··· SOURCE DOCUMENT
On the Configure Log Format and Filters page, under Log Format, choose Common Log Format as shown in the screenshot preview below.
For Subscription Filter Pattern, enter date, time, misc, and message.

Choose Test Pattern. The screenshot below is a preview of the Configure Log Format and Filters page demonstrating these three steps.
Screenshot of the Configure Log Format and Filters page, showing Common Log Format selected and entering [date, time, misc, message] under Subscription Filter Pattern

Screenshot of the Configure Log Format and Filters page, showing Common Log Format selected and entering [date, time, misc, message] under Subscription Filter Pattern

This step tests the pattern to view how your data is organized. You can use filter patterns to organize the data and segregate each log statement based on the structure of logging. This segregation is useful when creating the visualizations in Kibana.
The following code is an example log statement:

2019-08-08 02:47:24 UTC:72.21.217.47(7556):uadmin_TyOXrDmzkyCdRXcKdMHCnqqVCgZpDBHDLThdSNunLrzHNqFHNxjqxdwj@<dbname>:[11381]:LOG: connection authorized: user=uadmin_TyOXrDmzkyCdRXcKdMHCnqqVCgZpDBHDLThdSNunLrzHNqFHNxjqxdwj database=<dbname> SSL enabled (protocol=TLSv1.2, cipher=ECDHE-RSA-AES256-GCM-SHA384, compression=off)

After you apply the filter, the preceding statement is stored as the following:

date=August 7th 2019, 
time=02:47:24, 
misc=UTC:72.21.217.47(7556):uadmin_TyOXrDmzkyCdRXcKdMHCnqqVCgZpDBHDLThdSNunLrzHNqFHNxjqxdwj@<dbname>:[11381]:LOG:, 
message=connection authorized: user=uadmin_TyOXrDmzkyCdRXcKdMHCnqqVCgZpDBHDLThdSNunLrzHNqFHNxjqxdwj database=<dbname> SSL enabled (protocol=TLSv1.2, cipher=ECDHE-RSA-AES256-GCM-SHA384, compression=off)

Choose Next.
Choose Review.
Choose Start streaming.

Modifying the index name pattern in AWS Lambda

To modify your index name pattern in AWS Lambda, complete the following steps:

Open the Lambda console.
Choose the new function that was automatically created by the previous step (for example, LogsToElasticsearchEx_my-elk-stack_<account-number>).

Replace the index prefix in the Lambda function (index.js). See the following code:

        // index name format: cwl-<databaseName>-YYYY.MM.DD
        var idxName = payload.logGroup.toLowerCase().split(''/'');
        var indexName = [
            ''cwl-'' + idxName[4] + ''-'' + timestamp.getUTCFullYear(), // log group + year
            (''0'' + (timestamp.getUTCMonth() + 1)).slice(-2), // month
            (''0'' + timestamp.getUTCDate()).slice(-2) // day
        ].join(''.'');

Best practice is to have one index per database, which helps in performance and scaling.
······
··· INFORMATION SHOWN
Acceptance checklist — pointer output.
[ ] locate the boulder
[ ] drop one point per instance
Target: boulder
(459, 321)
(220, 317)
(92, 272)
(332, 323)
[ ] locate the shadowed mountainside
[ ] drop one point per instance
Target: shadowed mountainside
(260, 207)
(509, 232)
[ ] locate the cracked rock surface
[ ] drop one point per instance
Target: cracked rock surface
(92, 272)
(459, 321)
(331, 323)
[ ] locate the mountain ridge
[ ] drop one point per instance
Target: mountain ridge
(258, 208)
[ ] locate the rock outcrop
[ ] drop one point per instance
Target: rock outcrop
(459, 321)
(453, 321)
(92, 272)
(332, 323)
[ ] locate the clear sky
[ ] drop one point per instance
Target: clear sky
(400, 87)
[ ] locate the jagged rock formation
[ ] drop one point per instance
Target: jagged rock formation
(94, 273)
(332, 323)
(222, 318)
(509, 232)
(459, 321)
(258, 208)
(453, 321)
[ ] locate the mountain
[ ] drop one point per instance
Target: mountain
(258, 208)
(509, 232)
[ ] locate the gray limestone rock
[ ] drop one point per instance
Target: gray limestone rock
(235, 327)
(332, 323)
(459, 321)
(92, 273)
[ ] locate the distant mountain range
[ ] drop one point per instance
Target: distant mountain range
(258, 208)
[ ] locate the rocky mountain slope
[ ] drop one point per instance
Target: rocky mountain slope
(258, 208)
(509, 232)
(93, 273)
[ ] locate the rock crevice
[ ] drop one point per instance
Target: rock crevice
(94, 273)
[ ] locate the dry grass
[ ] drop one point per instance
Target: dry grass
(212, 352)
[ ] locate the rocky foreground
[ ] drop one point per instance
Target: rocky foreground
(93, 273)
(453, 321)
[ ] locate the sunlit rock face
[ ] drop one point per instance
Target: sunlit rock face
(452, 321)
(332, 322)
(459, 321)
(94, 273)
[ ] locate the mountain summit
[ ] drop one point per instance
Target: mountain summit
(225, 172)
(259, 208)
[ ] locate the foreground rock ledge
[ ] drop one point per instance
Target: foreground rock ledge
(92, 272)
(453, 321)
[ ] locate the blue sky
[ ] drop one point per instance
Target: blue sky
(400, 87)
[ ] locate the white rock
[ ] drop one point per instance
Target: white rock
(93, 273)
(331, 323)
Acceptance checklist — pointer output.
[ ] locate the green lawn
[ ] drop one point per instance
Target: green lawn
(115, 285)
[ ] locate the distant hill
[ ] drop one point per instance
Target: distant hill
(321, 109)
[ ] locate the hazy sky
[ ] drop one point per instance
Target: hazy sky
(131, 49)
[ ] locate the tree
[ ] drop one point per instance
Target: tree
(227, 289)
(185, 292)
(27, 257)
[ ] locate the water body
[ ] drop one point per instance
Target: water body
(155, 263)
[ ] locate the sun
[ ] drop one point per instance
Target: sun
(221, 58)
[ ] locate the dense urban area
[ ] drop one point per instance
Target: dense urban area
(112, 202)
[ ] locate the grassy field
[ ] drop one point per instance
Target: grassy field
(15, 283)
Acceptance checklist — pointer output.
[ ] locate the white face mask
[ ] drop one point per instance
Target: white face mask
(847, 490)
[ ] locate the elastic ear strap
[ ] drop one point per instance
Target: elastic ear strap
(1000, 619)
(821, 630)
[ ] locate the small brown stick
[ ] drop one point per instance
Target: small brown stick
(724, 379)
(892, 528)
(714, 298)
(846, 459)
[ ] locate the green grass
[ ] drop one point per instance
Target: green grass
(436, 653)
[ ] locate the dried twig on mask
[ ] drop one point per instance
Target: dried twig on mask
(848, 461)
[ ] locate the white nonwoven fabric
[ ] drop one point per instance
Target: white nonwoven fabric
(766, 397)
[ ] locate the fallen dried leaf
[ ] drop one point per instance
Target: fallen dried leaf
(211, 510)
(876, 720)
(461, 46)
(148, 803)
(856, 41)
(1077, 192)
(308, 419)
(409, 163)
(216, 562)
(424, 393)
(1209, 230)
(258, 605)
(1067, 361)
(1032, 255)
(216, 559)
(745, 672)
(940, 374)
······
WORK INSTRUCTIONS:
#1 Repeat the log-streaming walkthrough word for word from "After you apply" to "Choose Review.".
#2 Answer these from the log-streaming walkthrough:
(a) Which option is chosen under Log Format?
(b) What is segregating each log statement useful for?
(c) What is given as best practice for indexes?
You can set the material aside; it isn't used here.

PER-TASK ANSWERS:
#1
After you apply the filter, the preceding statement is stored as the following:

date=August 7th 2019, 
time=02:47:24, 
misc=UTC:72.21.217.47(7556):uadmin_TyOXrDmzkyCdRXcKdMHCnqqVCgZpDBHDLThdSNunLrzHNqFHNxjqxdwj@<dbname>:[11381]:LOG:, 
message=connection authorized: user=uadmin_TyOXrDmzkyCdRXcKdMHCnqqVCgZpDBHDLThdSNunLrzHNqFHNxjqxdwj database=<dbname> SSL enabled (protocol=TLSv1.2, cipher=ECDHE-RSA-AES256-GCM-SHA384, compression=off)

Choose Next.
Choose Review.

#2
(a) Common Log Format
(b) Creating the visualizations in Kibana
(c) Having one index per database